* _TASK TO COMPLETE_: Report each line of the data that includes the word "Target".

* _DATA FOR THE TASK_:
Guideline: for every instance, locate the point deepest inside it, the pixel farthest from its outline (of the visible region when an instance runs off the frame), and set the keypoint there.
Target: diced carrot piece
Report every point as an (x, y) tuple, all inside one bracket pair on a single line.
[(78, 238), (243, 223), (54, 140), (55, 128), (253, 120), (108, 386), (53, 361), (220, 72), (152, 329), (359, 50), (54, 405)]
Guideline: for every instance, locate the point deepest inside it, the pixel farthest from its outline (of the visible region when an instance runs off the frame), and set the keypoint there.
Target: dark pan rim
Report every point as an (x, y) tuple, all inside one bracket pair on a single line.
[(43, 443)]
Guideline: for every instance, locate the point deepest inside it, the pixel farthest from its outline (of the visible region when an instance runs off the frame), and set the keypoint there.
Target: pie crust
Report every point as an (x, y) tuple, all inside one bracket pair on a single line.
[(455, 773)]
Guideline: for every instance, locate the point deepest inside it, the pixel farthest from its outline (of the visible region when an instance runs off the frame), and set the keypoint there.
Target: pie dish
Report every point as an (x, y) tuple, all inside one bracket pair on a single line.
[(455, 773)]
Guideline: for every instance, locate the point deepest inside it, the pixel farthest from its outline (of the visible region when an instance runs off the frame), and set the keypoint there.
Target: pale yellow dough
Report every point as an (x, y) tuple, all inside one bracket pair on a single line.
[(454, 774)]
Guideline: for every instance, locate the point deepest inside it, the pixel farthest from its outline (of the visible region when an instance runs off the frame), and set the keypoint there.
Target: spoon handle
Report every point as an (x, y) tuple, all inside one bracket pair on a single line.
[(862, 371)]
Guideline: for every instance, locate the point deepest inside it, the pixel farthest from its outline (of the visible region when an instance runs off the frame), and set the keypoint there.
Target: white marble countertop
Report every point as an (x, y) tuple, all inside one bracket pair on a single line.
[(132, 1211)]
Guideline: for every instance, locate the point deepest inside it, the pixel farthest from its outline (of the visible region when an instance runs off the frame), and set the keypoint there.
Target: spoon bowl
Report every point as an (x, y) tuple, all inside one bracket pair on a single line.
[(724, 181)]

* _TASK OUTPUT_:
Target: diced carrot piece
Target: dark pan rim
Target: pie crust
Target: pie dish
Target: pale yellow dough
Target: spoon handle
Target: white marble countertop
Target: spoon bowl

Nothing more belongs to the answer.